[start Information shown]

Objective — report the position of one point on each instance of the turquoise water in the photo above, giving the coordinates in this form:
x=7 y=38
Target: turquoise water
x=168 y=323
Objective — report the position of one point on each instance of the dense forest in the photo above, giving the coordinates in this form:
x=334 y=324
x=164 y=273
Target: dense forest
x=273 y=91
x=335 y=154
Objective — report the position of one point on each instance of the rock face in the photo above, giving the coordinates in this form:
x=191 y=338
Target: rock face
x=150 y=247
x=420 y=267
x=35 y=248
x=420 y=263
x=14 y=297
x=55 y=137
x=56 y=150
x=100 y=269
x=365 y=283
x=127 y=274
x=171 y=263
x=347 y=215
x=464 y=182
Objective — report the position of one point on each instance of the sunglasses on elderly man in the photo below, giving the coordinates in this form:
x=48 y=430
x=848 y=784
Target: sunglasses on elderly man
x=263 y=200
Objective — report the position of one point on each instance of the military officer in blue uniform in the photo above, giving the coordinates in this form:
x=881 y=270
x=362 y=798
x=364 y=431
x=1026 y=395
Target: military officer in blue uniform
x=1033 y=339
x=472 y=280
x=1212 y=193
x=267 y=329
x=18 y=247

[end Information shown]

== Stated goal ==
Please put every line of the records above into a numbered list, leaving out any blank lines.

== Output of the task ==
1. Objective — report the position of one point on each instance of the turquoise water in the photo above, giving the coordinates in this form:
2. x=7 y=38
3. Target: turquoise water
4. x=168 y=323
5. Objective — report the position of one point on each instance of the dense forest in the photo above, giving the coordinates in this form:
6. x=334 y=324
7. x=164 y=273
8. Target: dense forest
9. x=273 y=91
10. x=335 y=154
11. Objective — report the position of one point on each instance of the rock face in the photo above, giving the coordinates in this form:
12. x=191 y=338
13. Target: rock face
14. x=150 y=247
15. x=420 y=267
16. x=35 y=248
17. x=420 y=263
18. x=14 y=297
19. x=55 y=137
20. x=56 y=150
21. x=100 y=269
22. x=365 y=283
23. x=127 y=274
24. x=171 y=263
25. x=347 y=215
26. x=464 y=182
27. Objective — report the position of one point on each instance of the sunglasses on elderly man in the photo below, giving the coordinates in this form:
28. x=48 y=430
29. x=848 y=784
30. Target: sunglasses on elderly man
31. x=263 y=200
32. Objective — report the position of one point on each instance of the military officer in blue uniform in the photo above, giving the coordinates in this form:
33. x=881 y=270
34. x=362 y=798
35. x=364 y=431
36. x=1026 y=395
37. Target: military officer in blue uniform
38. x=1033 y=339
39. x=472 y=280
40. x=1212 y=193
41. x=267 y=329
42. x=18 y=247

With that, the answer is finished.